#### Textabschnitt
☆ ☆ ☆ ☆ ☆
Obwohl nun deutlich ist, welche Wirkungen müssen, dürfen & Co. im Allgemeinen haben können, ist es sehr hilfreich, den Einsatz von Modalwörtern immer auf die Person individuell abzustimmen. Denn Individuen benötigen auch eine individuelle Ansprache:

  • Der dynamische Entscheider, der weiß, was er will und der es gewohnt ist, selbst Entscheidungen zu treffen, fühlt sich durch ein "müssen" vielleicht auf den Schlips getreten.

  • Beim Zauderer, der eher zögerlich ist, sich nie entscheiden kann und Entscheidungshilfe in Form von leichtem Druck benötigt, ist ein "müssen" vielleicht genau richtig, um ihn zur Entscheidung zu bewegen.

Und das sind nur zwei kleine Beispiele einer ganzen Armada verschiedener Kommunikationstypen.

Die Bedürfnisse Ihres Gesprächspartners erkennen Sie meist nur indirekt, indem Sie Ihre Wahrnehmung schärfen: Wie reagiert Ihr Gegenüber sprachlich, stimmlich und körperlich auf Ihr Modalwort-Angebot? Es ist wichtig, flexibel und offen mit Sprache umzugehen und diese dem jeweiligen Empfänger gegenüber anzupassen.

Die Wirkung von Modalwörtern ist aber nicht nur personen-, sondern auch situationsabhängig. Denn nicht jeder Mensch zeigt in allen Lebenslagen die gleichen Reiz-Reaktionsmuster. Wir differenzieren dabei je nach Anlass und Situation.

Ich selbst verbinde eine sehr ausgeprägte, negative Wirkung mit dem Wort müssen. Gleichwohl reagiere ich, abhängig von der Situation, sehr unterschiedlich auf dieses Reizwort.

Beispiel: Vor Jahren gewann ich einen Gutschein für eine Fitnessstudio-Test-Mitgliedschaft. Ich selbst war sehr interessiert, mein innerer Schweinehund aber entschieden dagegen. Diesen Konflikt erkannte der Fitnesstrainer im Beratungsgespräch - und löste ihn geschickt. Auf mein Ausweichmanöver hin, dass ich mir das über Nacht ja noch überlegen (und mir von meinem inneren Schweinehund wieder ausreden lassen) könne, erklärte er mir, dass ich heute noch unterschreiben müsse, damit der Gutschein angerechnet werden könne. Es war ein riskantes Manöver. In diesem Fall war es aber der richtige Umgang mit mir (besser gesagt mit meinem Schweinehund), denn ohne das müssen hätte ich das Fitnessstudio nie wieder betreten. Der richtige Schubs im richtigen Moment.
☆ ☆ ☆ ☆ ☆
#### Genanntes Ziel 1
Wovon hängt die Wirkung von Modalwörtern laut dem Text über Modalwörter außer von der Person noch ab?
#### Genanntes Ziel 2
Schreiben Sie aus dem Text über Modalwörter die Stelle zwischen „Die Wirkung von“ und „Anlass und Situation.“ einschließlich wortgetreu ab.

#### Gespeicherte Einträge
☆ ☆ ☆ ☆ ☆
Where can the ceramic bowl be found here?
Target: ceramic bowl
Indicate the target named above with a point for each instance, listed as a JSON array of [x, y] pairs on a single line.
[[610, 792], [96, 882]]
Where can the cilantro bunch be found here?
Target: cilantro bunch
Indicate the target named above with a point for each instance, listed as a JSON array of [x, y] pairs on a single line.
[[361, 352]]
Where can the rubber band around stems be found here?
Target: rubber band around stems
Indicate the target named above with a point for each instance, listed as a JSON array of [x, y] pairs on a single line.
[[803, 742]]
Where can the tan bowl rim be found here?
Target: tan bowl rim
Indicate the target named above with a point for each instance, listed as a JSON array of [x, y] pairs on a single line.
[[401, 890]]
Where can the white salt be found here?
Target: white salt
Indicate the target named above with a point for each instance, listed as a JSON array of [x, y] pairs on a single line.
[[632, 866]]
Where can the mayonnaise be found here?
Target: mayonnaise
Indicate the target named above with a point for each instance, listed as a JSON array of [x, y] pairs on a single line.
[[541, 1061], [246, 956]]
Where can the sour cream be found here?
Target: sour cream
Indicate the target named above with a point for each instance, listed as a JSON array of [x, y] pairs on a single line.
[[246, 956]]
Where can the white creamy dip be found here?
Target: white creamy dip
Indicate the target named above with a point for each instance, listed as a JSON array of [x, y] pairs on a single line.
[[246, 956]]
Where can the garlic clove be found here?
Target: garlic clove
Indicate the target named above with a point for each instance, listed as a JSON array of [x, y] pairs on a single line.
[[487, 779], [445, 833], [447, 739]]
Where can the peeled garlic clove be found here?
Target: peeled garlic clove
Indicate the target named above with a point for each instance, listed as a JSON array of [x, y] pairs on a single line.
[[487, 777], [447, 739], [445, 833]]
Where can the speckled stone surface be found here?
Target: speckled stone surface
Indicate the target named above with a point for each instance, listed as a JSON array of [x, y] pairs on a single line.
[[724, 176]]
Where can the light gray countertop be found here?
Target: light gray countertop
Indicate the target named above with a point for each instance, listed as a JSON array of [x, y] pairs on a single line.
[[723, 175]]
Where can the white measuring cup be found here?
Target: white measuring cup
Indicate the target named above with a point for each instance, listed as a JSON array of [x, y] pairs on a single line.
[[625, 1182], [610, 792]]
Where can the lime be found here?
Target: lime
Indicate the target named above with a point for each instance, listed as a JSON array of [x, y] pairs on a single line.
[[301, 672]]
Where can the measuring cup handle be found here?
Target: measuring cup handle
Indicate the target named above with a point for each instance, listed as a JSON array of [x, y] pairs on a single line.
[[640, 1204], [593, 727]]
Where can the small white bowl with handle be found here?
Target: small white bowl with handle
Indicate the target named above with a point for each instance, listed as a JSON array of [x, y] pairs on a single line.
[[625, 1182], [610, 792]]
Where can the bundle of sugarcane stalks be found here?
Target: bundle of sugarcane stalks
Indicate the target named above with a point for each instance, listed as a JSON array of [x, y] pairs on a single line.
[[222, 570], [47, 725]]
☆ ☆ ☆ ☆ ☆
#### Schriftliche Antwort 1
Von der Situation.

#### Schriftliche Antwort 2
Die Wirkung von Modalwörtern ist aber nicht nur personen-, sondern auch situationsabhängig. Denn nicht jeder Mensch zeigt in allen Lebenslagen die gleichen Reiz-Reaktionsmuster. Wir differenzieren dabei je nach Anlass und Situation.